■ Data for this exercise ■
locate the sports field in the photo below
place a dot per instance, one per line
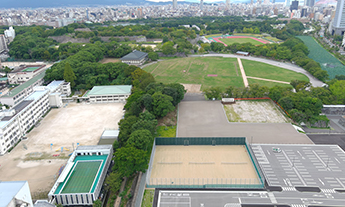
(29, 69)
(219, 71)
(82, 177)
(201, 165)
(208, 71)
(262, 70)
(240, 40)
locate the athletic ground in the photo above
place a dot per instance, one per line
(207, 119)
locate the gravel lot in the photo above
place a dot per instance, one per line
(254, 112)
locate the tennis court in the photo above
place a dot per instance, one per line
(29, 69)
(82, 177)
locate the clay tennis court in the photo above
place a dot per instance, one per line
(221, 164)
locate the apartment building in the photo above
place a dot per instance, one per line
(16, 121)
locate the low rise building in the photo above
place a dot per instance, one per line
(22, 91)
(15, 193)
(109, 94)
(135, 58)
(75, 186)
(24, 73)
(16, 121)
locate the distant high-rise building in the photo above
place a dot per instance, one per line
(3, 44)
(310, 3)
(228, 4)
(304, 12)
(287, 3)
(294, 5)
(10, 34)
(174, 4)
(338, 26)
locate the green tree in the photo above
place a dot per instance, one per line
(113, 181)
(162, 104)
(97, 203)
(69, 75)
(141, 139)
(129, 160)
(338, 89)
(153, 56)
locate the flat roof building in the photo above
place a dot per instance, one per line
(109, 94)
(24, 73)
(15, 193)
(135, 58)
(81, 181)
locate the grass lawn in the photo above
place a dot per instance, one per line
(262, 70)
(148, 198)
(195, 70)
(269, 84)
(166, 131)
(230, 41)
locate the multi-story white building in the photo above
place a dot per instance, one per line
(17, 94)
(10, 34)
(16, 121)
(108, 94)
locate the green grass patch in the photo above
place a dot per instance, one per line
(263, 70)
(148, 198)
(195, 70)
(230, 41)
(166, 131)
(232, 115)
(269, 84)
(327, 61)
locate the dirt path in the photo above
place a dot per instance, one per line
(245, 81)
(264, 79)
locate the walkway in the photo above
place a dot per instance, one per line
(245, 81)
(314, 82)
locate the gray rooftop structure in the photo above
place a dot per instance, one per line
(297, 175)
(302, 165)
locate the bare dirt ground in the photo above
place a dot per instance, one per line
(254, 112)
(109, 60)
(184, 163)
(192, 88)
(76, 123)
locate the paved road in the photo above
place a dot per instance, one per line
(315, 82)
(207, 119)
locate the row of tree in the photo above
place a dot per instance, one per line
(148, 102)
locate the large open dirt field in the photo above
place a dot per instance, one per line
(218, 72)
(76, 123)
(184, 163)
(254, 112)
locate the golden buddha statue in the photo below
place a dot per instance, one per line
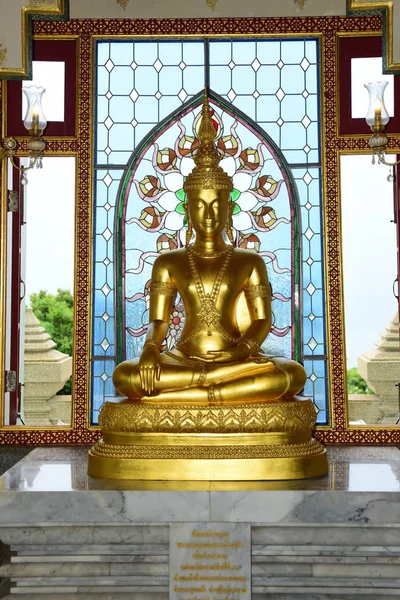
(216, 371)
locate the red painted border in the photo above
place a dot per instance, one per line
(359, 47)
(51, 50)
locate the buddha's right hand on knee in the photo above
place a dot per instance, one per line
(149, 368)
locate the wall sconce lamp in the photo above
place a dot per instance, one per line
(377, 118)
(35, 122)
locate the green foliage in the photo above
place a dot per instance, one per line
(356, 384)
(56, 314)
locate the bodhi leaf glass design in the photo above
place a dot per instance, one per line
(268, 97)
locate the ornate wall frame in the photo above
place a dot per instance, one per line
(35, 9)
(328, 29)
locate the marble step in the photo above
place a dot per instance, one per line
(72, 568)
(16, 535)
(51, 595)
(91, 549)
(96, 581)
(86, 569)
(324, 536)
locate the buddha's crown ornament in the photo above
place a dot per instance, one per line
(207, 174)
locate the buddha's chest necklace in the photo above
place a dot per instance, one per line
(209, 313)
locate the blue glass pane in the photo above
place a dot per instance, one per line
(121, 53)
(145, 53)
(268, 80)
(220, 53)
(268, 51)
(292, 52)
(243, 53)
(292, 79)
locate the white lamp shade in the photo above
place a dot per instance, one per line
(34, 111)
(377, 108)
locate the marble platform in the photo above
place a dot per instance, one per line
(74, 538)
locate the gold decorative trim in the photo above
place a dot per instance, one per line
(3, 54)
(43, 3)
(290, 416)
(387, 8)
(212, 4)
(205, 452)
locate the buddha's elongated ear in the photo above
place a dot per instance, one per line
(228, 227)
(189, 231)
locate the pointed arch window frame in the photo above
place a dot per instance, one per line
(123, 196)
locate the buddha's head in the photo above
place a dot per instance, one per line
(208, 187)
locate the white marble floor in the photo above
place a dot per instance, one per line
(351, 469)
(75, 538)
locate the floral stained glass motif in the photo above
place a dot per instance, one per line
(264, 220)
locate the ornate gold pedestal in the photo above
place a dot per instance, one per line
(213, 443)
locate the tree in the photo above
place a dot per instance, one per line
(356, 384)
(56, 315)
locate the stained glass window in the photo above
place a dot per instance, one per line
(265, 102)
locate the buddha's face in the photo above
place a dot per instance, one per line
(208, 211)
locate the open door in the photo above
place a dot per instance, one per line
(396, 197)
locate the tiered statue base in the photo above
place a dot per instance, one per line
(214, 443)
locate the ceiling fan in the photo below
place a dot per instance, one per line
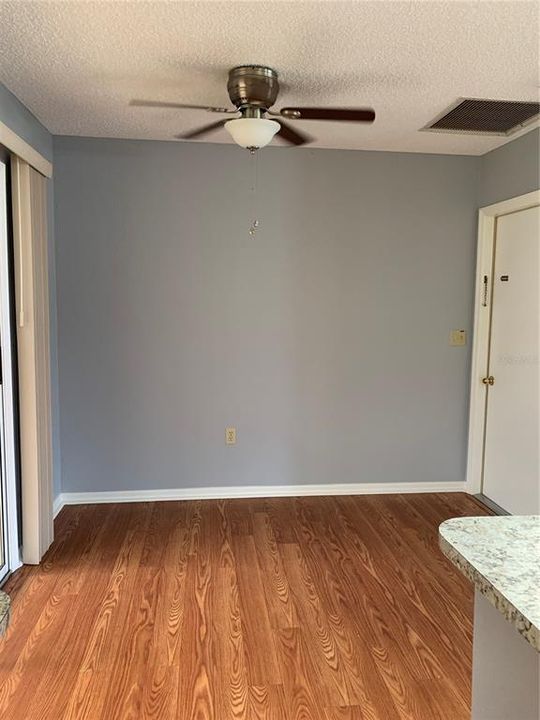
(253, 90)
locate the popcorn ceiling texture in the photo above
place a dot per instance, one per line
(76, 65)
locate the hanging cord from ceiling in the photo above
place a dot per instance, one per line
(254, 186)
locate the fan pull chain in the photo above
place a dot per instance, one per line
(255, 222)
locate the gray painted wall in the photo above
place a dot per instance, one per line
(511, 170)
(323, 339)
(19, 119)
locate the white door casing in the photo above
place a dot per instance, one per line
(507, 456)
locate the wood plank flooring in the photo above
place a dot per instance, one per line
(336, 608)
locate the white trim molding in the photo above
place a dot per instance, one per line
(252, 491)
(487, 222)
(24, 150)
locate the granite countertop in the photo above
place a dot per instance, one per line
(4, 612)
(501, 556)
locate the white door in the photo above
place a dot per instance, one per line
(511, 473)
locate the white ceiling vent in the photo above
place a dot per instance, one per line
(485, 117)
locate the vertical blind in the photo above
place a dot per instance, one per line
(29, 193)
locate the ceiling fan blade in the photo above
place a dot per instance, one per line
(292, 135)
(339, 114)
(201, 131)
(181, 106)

■ Written problem ■
Reproduce every one of the records above with "mark a point" substituted for each occurrence of "place a dot", keeping everything else the same. Leave the pictures out of your answer.

■ Worked solution ■
locate the sports field in the photo below
mark a point per instance, one per line
(29, 69)
(219, 71)
(82, 177)
(201, 165)
(208, 71)
(262, 70)
(240, 40)
locate the athletic ground in the photo above
mark a point per instance, one per line
(207, 119)
locate the gravel lot in the photo above
mark a point per instance, one per line
(254, 112)
locate the tennis court in the photo above
mark a point per instance, one per line
(29, 69)
(82, 177)
locate the clay tennis court in the photo above
mark a point per instance, one per line
(221, 164)
locate the apartment building in the photo above
mark a point per instance, one per line
(16, 121)
locate the low rise building in the photo above
mark a point per instance, one per line
(22, 91)
(15, 193)
(109, 94)
(135, 58)
(75, 186)
(24, 73)
(16, 121)
locate the distant high-rise building in the photo above
mark a point per instance, one per line
(3, 44)
(310, 3)
(228, 4)
(304, 12)
(287, 3)
(294, 5)
(10, 34)
(174, 4)
(338, 26)
locate the green tree in the photo above
mark a point per instance, one per line
(113, 181)
(162, 104)
(97, 203)
(69, 75)
(141, 139)
(129, 160)
(338, 89)
(153, 56)
locate the flat roof building in the photo above
mark a point per instance, one per line
(109, 94)
(24, 73)
(15, 193)
(135, 58)
(81, 181)
locate the grass lawn in the photo above
mark a point per instance, one per line
(262, 70)
(148, 198)
(195, 70)
(269, 84)
(166, 131)
(230, 41)
locate the multi-story white building in the photo above
mark a point per instance, one per line
(17, 94)
(10, 34)
(16, 121)
(108, 94)
locate the green grass patch in the photo above
mark a point per instance, one per line
(263, 70)
(148, 198)
(195, 70)
(230, 41)
(166, 131)
(232, 115)
(269, 84)
(327, 61)
locate the dirt path in the photo above
mark a point per instance, one per line
(245, 81)
(264, 79)
locate the walkway in the photo above
mark a point per instance, one per line
(245, 81)
(314, 82)
locate the gray rooftop structure in the photo above
mark a point per instance, one per line
(297, 175)
(302, 165)
locate the bare dirt ground in the photo above
mark a point per instance, one per line
(254, 112)
(109, 60)
(184, 163)
(192, 88)
(76, 123)
locate the paved road in the photo above
mark a point per instance, one per line
(315, 82)
(207, 119)
locate the row of tree in the photo above
mark a point per instance, one per line
(148, 102)
locate the large open dirt field in the photo above
mark a point per instance, one per line
(218, 72)
(76, 123)
(184, 163)
(254, 112)
locate the golden buddha statue in the photo below
mark a point per instance, one per line
(216, 371)
locate the red painted border in the photo above
mark a point per instance, one per line
(359, 47)
(51, 50)
locate the buddha's right hand on knee in the photo above
mark a point per instance, one per line
(149, 368)
locate the wall sconce lamp in the photo above
mark a point per instance, one per line
(377, 118)
(35, 122)
locate the green foliage in the photo above
mark a point per instance, one per line
(356, 384)
(56, 314)
locate the bodhi leaf glass design in the photo above
mark a point per instance, one per line
(268, 97)
locate the ornate wall frame in the photo above
mark a point per instance, one per line
(35, 9)
(328, 29)
locate the marble step in the photo above
mark a point per instance, one per line
(72, 568)
(16, 535)
(51, 595)
(91, 549)
(96, 581)
(86, 569)
(324, 536)
locate the buddha's crown ornament in the photo above
mark a point per instance, one per line
(207, 174)
locate the buddha's chest necklace in the photo above
mark a point per instance, one per line
(209, 313)
locate the blue glass pane in the photo above
mark a point per instance, one per line
(121, 53)
(145, 53)
(268, 80)
(220, 53)
(268, 51)
(292, 52)
(243, 53)
(292, 79)
locate the white lamp shade in the photo above
mark a point per instance, one per line
(34, 111)
(377, 108)
locate the marble platform in the photo above
mark a point per instance, one per line
(74, 538)
locate the gold decorative trim in the photo above
mark a point per instance, one per line
(3, 54)
(43, 3)
(290, 416)
(387, 8)
(212, 4)
(205, 452)
locate the buddha's elongated ear in the photo above
mark a point per instance, one per line
(228, 227)
(189, 231)
locate the pointed arch window frame in the photo above
mark a point per instance, one per line
(123, 196)
locate the buddha's head in the photo above
mark a point per instance, one per line
(208, 187)
locate the white marble floor in the photo above
mark a point per instance, one per line
(351, 469)
(75, 538)
locate the floral stained glass motif in the photo above
mark a point per instance, one per line
(264, 220)
locate the ornate gold pedestal in the photo above
mark a point per instance, one per line
(213, 443)
locate the tree in the photo above
mark a point per instance, one per line
(356, 384)
(56, 315)
locate the stained glass window in the photo above
mark a point per instance, one per line
(265, 102)
locate the buddha's face in the photo above
mark a point per instance, one per line
(208, 211)
locate the open door in the photo above
mark a point per instance, one per line
(396, 197)
locate the tiered statue base in the photo above
mark a point per instance, one per line
(214, 443)
locate the ceiling fan in the photo below
mark a point per instance, one per line
(253, 90)
locate the popcorn ceiling texture in the photo above
mark a point per instance, one per line
(76, 65)
locate the hanging cord from ceiling in the photo above
mark a point per instance, one per line
(254, 186)
locate the fan pull chain in the photo above
mark a point per instance, one per line
(255, 222)
locate the gray painted wall in the photo above
mark a point per instance, one per line
(511, 170)
(323, 339)
(19, 119)
locate the white door casing in the photo above
mark a point per instance, one per line
(507, 456)
locate the wood plank flooring in the photo above
mark a point per instance, one per line
(336, 608)
locate the white trim molding in the photo above
mark a point per instance, one per line
(252, 491)
(487, 222)
(24, 150)
locate the granite countertop in the photo above
mark a point per instance, one per line
(4, 612)
(501, 556)
locate the white door in the photo above
mark a point per instance, one per line
(511, 473)
locate the white ceiling vent in the photo above
mark a point per instance, one per line
(485, 117)
locate the vertical blind in the photo above
mark a point per instance, one per line
(29, 193)
locate the ceiling fan blade in the photo above
mark a point per instance, one per line
(292, 135)
(339, 114)
(201, 131)
(181, 106)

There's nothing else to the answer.